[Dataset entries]
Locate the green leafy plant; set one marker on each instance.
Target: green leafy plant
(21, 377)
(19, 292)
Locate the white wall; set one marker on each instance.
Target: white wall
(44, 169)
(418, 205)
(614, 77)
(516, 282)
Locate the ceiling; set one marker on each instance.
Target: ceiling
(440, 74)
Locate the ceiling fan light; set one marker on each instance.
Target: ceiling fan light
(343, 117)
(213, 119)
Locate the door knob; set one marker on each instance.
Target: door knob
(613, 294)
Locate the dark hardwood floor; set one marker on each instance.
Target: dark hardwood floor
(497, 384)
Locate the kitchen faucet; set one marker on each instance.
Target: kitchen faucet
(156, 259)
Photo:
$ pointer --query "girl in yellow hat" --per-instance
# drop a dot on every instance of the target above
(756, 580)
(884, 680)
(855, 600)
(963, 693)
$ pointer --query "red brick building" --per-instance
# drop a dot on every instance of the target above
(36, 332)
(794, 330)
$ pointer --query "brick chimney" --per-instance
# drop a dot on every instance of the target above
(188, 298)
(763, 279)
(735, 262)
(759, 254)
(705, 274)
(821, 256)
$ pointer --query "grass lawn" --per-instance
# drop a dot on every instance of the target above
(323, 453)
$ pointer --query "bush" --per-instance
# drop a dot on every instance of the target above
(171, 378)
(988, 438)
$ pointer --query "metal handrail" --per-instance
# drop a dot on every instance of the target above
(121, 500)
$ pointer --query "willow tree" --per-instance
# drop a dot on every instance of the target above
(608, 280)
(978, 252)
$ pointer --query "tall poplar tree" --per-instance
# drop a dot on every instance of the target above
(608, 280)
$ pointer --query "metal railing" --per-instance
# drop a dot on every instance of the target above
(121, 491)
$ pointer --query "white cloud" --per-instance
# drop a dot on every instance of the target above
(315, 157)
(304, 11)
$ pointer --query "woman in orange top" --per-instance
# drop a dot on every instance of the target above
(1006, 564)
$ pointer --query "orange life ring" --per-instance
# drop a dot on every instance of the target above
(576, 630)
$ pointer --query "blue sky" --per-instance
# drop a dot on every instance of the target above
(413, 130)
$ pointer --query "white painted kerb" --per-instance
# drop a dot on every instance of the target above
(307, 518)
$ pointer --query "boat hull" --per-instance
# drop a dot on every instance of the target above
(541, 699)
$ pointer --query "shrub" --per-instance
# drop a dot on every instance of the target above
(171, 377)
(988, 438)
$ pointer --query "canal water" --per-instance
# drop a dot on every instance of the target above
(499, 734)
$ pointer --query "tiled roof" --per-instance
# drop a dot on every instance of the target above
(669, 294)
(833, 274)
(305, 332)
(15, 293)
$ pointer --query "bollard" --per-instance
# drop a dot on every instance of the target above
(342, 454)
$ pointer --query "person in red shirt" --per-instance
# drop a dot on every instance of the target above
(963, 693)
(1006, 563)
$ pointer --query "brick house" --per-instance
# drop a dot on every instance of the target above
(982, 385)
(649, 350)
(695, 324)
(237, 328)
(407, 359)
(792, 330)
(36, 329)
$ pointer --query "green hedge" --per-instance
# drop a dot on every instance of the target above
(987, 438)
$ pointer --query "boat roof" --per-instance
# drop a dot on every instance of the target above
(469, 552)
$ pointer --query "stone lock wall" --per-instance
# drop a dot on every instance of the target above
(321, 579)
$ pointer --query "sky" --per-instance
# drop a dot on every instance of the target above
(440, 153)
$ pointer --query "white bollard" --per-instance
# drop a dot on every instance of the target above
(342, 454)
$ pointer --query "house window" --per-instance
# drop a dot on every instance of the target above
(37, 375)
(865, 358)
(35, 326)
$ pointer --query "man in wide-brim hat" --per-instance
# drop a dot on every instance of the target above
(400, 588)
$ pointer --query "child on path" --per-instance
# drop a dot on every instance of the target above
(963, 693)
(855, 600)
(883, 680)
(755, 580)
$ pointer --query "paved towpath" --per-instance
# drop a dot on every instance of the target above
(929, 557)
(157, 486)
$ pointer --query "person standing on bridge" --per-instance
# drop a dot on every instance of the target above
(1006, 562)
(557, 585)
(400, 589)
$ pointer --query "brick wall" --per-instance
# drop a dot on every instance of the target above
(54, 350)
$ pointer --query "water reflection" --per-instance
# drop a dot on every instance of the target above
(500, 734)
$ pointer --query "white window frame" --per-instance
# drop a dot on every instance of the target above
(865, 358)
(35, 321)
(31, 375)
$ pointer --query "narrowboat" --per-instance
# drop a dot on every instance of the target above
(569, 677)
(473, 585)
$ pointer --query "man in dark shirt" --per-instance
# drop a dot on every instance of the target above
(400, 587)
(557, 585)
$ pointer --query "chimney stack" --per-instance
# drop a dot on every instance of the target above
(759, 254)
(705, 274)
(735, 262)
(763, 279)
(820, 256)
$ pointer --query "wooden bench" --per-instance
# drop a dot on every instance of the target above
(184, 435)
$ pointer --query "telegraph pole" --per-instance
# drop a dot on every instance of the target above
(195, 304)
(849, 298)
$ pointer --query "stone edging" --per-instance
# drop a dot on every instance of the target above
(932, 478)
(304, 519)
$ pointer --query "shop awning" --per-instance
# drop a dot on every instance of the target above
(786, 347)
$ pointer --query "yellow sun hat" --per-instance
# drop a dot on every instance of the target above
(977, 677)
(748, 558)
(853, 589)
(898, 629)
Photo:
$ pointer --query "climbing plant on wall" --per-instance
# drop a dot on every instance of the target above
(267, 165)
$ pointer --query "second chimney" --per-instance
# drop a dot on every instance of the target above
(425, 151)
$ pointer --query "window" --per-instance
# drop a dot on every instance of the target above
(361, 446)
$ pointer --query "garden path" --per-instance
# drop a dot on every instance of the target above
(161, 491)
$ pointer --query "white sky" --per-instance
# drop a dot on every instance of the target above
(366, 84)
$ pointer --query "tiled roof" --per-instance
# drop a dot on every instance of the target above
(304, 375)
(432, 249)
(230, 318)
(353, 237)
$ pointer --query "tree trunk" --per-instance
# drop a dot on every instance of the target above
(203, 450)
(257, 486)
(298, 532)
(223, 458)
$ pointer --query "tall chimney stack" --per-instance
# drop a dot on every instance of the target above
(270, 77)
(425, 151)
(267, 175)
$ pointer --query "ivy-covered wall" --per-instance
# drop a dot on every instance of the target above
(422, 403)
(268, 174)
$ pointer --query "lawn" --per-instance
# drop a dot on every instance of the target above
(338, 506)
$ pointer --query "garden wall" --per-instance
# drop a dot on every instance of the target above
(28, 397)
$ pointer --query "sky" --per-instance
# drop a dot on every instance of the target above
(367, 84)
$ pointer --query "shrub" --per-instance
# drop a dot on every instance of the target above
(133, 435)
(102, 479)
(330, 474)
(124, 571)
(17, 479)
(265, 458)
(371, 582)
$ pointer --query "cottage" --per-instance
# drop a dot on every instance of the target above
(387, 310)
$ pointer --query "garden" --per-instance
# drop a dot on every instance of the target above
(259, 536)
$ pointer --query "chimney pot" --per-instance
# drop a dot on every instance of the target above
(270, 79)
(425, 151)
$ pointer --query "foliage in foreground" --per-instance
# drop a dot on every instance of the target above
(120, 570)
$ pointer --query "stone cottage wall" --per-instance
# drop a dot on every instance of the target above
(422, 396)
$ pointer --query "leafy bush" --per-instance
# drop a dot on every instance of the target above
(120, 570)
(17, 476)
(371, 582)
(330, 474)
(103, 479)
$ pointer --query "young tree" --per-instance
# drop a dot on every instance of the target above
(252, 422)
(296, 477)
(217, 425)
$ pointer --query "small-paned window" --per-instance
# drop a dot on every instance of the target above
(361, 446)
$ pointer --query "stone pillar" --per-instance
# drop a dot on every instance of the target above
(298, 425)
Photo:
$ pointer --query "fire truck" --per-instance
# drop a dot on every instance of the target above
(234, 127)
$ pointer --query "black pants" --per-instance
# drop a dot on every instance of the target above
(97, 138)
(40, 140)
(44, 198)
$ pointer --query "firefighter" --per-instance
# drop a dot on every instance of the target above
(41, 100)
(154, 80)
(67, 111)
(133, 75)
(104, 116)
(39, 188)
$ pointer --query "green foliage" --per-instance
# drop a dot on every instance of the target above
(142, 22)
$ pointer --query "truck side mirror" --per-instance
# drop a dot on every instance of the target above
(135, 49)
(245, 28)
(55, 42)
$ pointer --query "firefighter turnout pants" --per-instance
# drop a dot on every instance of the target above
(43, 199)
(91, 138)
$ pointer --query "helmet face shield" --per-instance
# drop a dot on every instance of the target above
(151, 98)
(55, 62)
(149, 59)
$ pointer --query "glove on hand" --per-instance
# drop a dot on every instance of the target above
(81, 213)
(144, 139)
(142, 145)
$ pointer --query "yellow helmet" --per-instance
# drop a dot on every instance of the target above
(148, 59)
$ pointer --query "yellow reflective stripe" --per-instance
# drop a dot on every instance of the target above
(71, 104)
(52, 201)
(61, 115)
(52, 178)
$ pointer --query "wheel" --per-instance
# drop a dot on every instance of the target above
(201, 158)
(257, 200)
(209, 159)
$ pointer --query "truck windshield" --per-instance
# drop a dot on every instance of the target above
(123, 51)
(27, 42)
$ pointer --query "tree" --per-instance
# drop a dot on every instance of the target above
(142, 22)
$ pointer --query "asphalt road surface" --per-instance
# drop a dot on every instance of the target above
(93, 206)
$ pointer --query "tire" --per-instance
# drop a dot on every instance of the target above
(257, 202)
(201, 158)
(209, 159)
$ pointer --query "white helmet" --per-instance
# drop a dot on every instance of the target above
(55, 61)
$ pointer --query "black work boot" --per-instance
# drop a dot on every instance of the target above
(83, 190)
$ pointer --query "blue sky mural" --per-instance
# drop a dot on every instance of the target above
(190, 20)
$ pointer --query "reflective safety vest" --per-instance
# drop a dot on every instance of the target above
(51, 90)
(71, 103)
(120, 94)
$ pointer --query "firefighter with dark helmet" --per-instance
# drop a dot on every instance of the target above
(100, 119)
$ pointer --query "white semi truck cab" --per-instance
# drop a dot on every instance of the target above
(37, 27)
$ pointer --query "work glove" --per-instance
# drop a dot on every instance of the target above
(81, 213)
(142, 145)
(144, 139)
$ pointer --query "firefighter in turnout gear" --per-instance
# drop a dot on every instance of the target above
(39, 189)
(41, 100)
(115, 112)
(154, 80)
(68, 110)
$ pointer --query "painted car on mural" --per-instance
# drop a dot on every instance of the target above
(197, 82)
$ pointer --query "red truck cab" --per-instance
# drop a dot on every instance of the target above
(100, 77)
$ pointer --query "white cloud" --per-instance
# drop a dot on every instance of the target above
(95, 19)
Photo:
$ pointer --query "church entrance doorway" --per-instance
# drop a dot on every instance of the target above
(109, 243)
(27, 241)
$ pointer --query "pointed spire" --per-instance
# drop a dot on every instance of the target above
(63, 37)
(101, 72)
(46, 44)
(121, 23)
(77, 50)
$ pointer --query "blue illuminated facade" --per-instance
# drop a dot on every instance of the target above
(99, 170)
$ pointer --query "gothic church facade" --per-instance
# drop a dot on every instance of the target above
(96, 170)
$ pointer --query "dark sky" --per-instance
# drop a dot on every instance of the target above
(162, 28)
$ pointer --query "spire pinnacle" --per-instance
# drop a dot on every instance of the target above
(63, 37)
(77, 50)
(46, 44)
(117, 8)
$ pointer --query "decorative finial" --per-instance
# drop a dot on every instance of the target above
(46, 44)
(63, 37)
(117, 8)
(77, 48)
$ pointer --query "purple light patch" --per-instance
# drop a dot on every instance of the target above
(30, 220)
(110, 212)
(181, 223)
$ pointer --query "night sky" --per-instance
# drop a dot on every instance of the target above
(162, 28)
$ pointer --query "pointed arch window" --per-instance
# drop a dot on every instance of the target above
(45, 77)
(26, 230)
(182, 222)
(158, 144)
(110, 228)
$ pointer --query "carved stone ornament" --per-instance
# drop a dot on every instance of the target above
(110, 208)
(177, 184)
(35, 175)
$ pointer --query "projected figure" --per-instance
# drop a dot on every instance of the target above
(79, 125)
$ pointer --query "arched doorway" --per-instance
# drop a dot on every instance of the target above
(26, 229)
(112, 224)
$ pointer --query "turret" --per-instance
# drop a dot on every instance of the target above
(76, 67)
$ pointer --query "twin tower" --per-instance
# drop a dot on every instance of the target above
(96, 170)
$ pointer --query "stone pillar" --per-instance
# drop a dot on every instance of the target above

Work item
Copy every line of the data that carries the word "facade".

Answer below
$ pointer --query "blue illuminated facade" --per-instance
$ pointer --query "gothic church facade" --per-instance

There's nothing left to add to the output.